** Opening Information shown block **
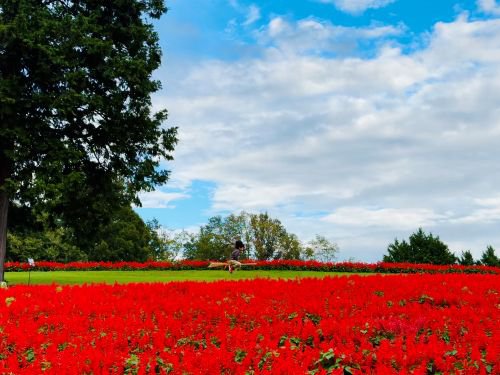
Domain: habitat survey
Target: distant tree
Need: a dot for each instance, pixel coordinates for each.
(421, 248)
(266, 235)
(212, 242)
(78, 137)
(466, 258)
(265, 238)
(320, 248)
(289, 247)
(168, 244)
(489, 258)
** Closing Information shown block **
Omit every picture while transcribing the records above exactly.

* Task answer *
Domain: habitat survey
Target: distant tree
Need: a dot for each instance, pixel coordinates for each.
(421, 248)
(266, 235)
(212, 242)
(78, 137)
(466, 258)
(265, 238)
(320, 248)
(289, 247)
(168, 244)
(489, 258)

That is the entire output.